**Work instructions:** Write out exactly the lines running from the one that contains "of the black" through the end of the material.

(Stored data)
::::
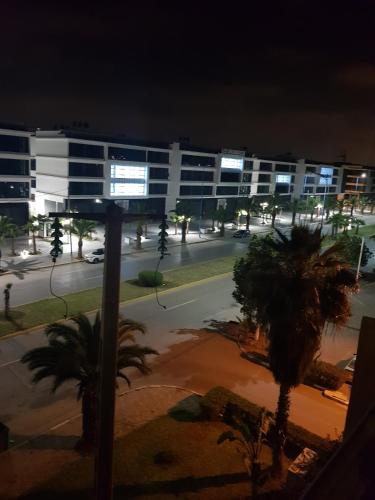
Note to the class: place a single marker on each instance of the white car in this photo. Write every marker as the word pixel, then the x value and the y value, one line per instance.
pixel 95 256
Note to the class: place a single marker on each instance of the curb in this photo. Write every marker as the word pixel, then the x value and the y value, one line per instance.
pixel 122 304
pixel 143 250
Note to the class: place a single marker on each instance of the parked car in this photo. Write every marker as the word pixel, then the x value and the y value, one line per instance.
pixel 350 367
pixel 241 233
pixel 95 256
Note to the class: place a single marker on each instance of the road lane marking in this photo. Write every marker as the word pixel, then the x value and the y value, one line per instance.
pixel 10 363
pixel 180 305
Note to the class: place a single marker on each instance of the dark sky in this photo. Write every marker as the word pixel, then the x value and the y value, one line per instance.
pixel 274 76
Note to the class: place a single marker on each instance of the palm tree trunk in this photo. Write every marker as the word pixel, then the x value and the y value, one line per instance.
pixel 183 231
pixel 12 243
pixel 247 220
pixel 80 243
pixel 294 213
pixel 281 421
pixel 34 243
pixel 89 407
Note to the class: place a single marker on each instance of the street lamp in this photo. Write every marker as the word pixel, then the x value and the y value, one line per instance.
pixel 362 176
pixel 264 205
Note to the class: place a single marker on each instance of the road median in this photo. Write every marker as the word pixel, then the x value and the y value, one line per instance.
pixel 34 315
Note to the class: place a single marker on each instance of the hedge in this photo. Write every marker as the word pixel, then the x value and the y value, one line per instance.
pixel 325 375
pixel 150 278
pixel 213 403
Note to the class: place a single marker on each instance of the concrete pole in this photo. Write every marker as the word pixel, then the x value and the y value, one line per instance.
pixel 108 354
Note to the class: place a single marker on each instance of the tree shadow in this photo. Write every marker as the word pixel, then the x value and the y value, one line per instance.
pixel 14 317
pixel 181 486
pixel 46 442
pixel 186 410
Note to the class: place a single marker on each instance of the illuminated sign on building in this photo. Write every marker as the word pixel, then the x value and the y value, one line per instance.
pixel 128 180
pixel 326 173
pixel 283 179
pixel 231 163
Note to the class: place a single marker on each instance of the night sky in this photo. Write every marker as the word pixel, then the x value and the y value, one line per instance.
pixel 276 77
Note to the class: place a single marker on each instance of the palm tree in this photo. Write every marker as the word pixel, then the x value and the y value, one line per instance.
pixel 184 213
pixel 356 221
pixel 249 205
pixel 175 219
pixel 330 205
pixel 363 202
pixel 222 216
pixel 338 221
pixel 291 289
pixel 33 226
pixel 139 232
pixel 72 353
pixel 83 229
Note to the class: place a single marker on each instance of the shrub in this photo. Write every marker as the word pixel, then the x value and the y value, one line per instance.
pixel 150 278
pixel 325 375
pixel 213 403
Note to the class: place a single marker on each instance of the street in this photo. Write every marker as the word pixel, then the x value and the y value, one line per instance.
pixel 32 284
pixel 189 360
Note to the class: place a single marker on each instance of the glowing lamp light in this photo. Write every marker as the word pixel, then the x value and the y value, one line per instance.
pixel 24 254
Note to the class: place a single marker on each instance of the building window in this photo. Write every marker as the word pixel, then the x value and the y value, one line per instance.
pixel 129 180
pixel 159 173
pixel 126 154
pixel 309 179
pixel 80 150
pixel 195 190
pixel 197 175
pixel 264 178
pixel 245 189
pixel 158 157
pixel 14 190
pixel 265 166
pixel 10 166
pixel 282 188
pixel 85 188
pixel 77 169
pixel 157 188
pixel 14 144
pixel 279 167
pixel 198 161
pixel 230 177
pixel 227 190
pixel 283 179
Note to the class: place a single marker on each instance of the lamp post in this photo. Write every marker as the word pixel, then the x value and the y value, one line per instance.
pixel 264 205
pixel 113 219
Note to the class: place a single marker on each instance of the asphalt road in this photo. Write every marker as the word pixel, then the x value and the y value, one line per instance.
pixel 33 284
pixel 189 360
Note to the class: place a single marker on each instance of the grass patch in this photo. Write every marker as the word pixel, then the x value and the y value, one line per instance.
pixel 49 310
pixel 163 459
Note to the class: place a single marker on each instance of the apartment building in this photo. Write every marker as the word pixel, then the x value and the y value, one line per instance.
pixel 65 170
pixel 17 185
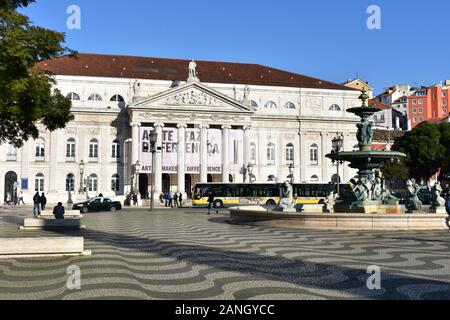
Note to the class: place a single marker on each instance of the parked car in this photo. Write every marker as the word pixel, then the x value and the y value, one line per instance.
pixel 97 205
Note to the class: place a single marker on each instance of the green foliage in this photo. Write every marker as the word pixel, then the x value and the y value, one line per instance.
pixel 395 171
pixel 426 149
pixel 26 94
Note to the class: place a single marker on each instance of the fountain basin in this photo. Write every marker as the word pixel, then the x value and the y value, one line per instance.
pixel 338 221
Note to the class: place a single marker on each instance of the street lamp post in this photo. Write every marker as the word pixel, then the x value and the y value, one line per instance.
pixel 81 190
pixel 291 172
pixel 153 140
pixel 337 144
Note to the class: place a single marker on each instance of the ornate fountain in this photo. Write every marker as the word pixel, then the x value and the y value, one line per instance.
pixel 369 194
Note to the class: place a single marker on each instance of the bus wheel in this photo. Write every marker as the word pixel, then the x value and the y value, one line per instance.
pixel 218 204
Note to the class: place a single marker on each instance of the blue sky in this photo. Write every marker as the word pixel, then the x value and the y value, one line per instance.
pixel 327 39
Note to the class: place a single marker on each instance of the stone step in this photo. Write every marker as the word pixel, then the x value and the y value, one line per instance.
pixel 37 224
pixel 42 247
pixel 68 213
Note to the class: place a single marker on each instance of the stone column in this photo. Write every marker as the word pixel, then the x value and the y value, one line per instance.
pixel 158 158
pixel 181 157
pixel 304 157
pixel 204 153
pixel 325 151
pixel 135 142
pixel 246 152
pixel 53 162
pixel 225 153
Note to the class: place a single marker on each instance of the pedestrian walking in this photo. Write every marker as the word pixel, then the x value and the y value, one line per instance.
pixel 175 200
pixel 43 201
pixel 211 203
pixel 37 204
pixel 59 211
pixel 180 200
pixel 166 199
pixel 135 200
pixel 170 197
pixel 21 197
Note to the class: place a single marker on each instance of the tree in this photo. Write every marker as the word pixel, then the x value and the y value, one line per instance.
pixel 425 153
pixel 27 96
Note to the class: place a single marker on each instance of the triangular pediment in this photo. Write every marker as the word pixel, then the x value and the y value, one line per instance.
pixel 192 96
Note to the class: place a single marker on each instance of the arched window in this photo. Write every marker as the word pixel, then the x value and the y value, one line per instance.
pixel 335 179
pixel 70 149
pixel 73 96
pixel 270 105
pixel 117 98
pixel 290 152
pixel 115 150
pixel 271 154
pixel 70 183
pixel 289 105
pixel 93 150
pixel 335 107
pixel 95 97
pixel 12 153
pixel 39 183
pixel 115 183
pixel 93 183
pixel 314 154
pixel 253 152
pixel 40 149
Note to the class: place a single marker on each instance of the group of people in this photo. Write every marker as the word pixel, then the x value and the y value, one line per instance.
pixel 170 200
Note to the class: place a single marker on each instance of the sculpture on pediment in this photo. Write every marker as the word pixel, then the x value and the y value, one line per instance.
pixel 192 71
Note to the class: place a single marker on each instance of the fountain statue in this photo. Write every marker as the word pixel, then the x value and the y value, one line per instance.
pixel 287 203
pixel 438 205
pixel 369 193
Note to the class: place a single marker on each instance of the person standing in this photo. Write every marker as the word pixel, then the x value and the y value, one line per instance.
pixel 175 200
pixel 21 197
pixel 43 201
pixel 180 200
pixel 211 203
pixel 170 196
pixel 37 205
pixel 59 211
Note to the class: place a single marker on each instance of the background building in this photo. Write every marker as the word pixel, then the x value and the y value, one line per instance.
pixel 234 114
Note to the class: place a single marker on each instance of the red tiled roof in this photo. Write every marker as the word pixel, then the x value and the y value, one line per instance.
pixel 100 65
pixel 376 103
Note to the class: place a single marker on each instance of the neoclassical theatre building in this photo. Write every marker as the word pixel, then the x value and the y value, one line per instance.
pixel 212 120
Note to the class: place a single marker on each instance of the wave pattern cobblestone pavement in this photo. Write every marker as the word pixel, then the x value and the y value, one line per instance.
pixel 189 255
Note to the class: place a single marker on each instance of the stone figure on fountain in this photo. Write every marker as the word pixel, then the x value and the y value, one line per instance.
pixel 438 205
pixel 287 200
pixel 413 203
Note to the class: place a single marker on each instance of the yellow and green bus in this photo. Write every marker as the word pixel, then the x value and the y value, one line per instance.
pixel 266 193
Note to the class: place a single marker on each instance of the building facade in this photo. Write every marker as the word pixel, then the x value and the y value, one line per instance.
pixel 213 119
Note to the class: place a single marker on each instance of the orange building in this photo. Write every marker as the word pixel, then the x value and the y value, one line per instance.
pixel 429 104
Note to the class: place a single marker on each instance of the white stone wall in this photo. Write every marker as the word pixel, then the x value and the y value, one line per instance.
pixel 311 122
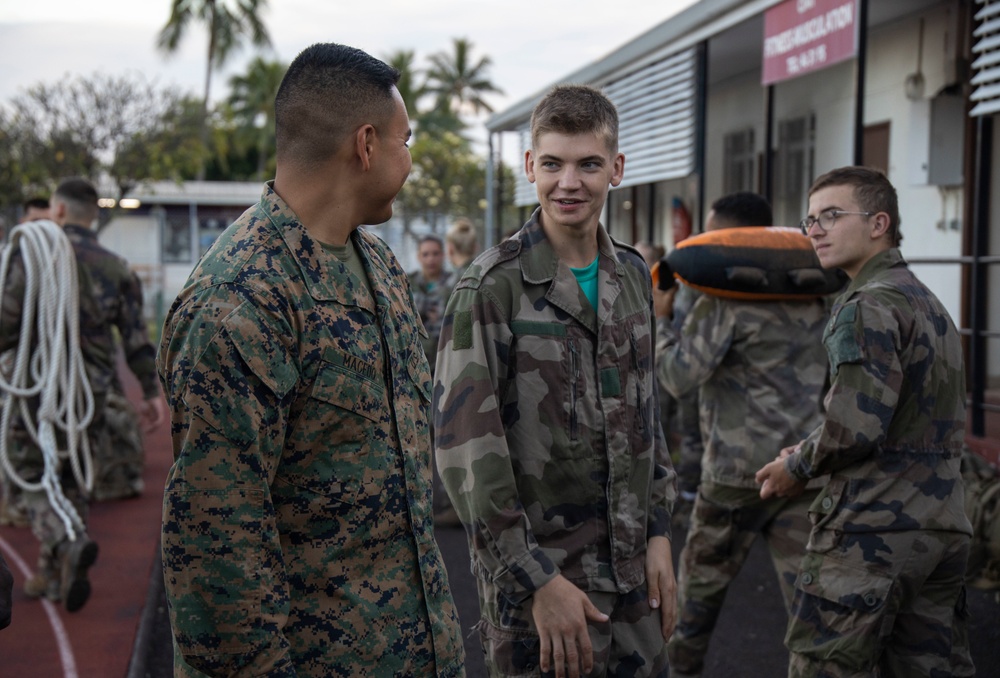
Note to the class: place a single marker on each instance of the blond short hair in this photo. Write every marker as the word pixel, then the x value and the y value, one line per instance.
pixel 462 236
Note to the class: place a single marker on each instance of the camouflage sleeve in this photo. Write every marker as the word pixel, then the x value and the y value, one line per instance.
pixel 866 377
pixel 228 380
pixel 686 359
pixel 12 304
pixel 663 492
pixel 471 448
pixel 139 352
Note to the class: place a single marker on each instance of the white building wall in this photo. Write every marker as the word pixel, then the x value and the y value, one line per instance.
pixel 931 216
pixel 733 105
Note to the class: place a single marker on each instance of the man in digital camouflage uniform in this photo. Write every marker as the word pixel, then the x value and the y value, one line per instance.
pixel 297 533
pixel 756 370
pixel 548 439
pixel 881 589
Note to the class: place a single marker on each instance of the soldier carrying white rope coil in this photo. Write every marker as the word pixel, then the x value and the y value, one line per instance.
pixel 47 405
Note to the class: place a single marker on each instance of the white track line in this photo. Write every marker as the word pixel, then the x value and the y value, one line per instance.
pixel 58 630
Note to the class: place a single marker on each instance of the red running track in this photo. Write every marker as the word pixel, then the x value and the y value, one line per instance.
pixel 43 640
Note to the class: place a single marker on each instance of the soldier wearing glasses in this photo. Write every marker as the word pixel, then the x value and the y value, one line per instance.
pixel 881 587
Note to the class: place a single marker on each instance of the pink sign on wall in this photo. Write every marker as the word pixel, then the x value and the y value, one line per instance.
pixel 802 36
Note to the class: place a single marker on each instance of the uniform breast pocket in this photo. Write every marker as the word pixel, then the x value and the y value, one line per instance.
pixel 336 446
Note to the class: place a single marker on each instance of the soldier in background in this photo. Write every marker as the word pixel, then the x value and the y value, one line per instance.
pixel 735 210
pixel 35 208
pixel 108 299
pixel 431 285
pixel 881 589
pixel 548 439
pixel 755 372
pixel 116 442
pixel 462 247
pixel 297 533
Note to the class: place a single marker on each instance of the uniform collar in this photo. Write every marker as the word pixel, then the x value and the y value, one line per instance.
pixel 880 262
pixel 540 265
pixel 325 277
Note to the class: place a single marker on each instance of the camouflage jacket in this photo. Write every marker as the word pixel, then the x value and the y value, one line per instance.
pixel 118 293
pixel 429 301
pixel 110 296
pixel 895 423
pixel 297 531
pixel 760 370
pixel 547 434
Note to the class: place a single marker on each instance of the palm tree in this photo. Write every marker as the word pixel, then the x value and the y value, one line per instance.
pixel 409 88
pixel 251 100
pixel 457 82
pixel 227 21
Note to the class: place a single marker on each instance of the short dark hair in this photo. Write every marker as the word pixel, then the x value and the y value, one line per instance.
pixel 430 237
pixel 327 92
pixel 872 190
pixel 744 209
pixel 80 198
pixel 39 202
pixel 576 109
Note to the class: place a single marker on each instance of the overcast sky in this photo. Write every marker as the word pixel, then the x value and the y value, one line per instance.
pixel 532 43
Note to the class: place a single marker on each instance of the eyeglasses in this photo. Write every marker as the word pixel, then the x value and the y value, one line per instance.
pixel 827 219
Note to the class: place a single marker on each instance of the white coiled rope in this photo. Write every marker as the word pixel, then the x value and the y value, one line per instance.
pixel 48 365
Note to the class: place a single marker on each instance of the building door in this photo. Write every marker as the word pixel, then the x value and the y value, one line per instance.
pixel 876 147
pixel 793 169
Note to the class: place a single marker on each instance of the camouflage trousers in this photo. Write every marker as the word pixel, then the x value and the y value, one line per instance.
pixel 629 644
pixel 116 444
pixel 881 604
pixel 45 523
pixel 724 524
pixel 691 448
pixel 48 527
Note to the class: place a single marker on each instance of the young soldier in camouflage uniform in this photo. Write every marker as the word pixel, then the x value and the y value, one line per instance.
pixel 881 589
pixel 118 465
pixel 730 211
pixel 462 246
pixel 548 438
pixel 431 285
pixel 109 297
pixel 757 370
pixel 297 534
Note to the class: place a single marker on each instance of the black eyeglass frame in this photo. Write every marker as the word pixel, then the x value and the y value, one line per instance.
pixel 827 215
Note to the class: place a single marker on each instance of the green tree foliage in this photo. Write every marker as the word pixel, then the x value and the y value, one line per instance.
pixel 227 22
pixel 459 81
pixel 448 178
pixel 251 106
pixel 121 127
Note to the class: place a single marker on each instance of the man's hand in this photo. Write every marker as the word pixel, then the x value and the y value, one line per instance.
pixel 153 412
pixel 775 480
pixel 663 302
pixel 661 584
pixel 561 611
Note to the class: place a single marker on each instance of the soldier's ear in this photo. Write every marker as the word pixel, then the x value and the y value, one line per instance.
pixel 880 225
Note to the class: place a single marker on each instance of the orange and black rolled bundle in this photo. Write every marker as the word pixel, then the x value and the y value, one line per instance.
pixel 756 263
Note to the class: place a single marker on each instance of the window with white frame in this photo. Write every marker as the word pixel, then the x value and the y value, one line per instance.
pixel 739 162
::::
**Solved exercise:**
Note to the class: place a single marker on each instance of the black eyeglass frame in this photo. Write every marker as the word pixel, then the x value and the y value, one line per instance.
pixel 827 215
Note to the class: place a single marker on each instance of the green tree foliage in this photo. Write every marker as the word pixel, then the x value and the y value, one line per instance.
pixel 227 22
pixel 459 81
pixel 448 178
pixel 251 106
pixel 121 127
Note to the class: place a single marker on each instance of the man's hand in this photo. Write every marker as the word pixel, then the x value and the y value, one line per instance.
pixel 153 412
pixel 775 480
pixel 663 302
pixel 661 584
pixel 561 611
Note to the class: place a single marker on each instance of the soldier's ear in this photo. Write every marker as the word pixel, then the x value and the y value, one line per instance.
pixel 880 225
Note to the class: place a single marker on each instance of the orange and black rolled bundle in this photo. Write every marker as the word pixel, then the x value and the y value, one line per instance.
pixel 756 263
Note to the class: place a single marker on each instance of the window with white frame in this photo. Write every marker as the word pixel, then the x value and the y value, one line per instance.
pixel 739 162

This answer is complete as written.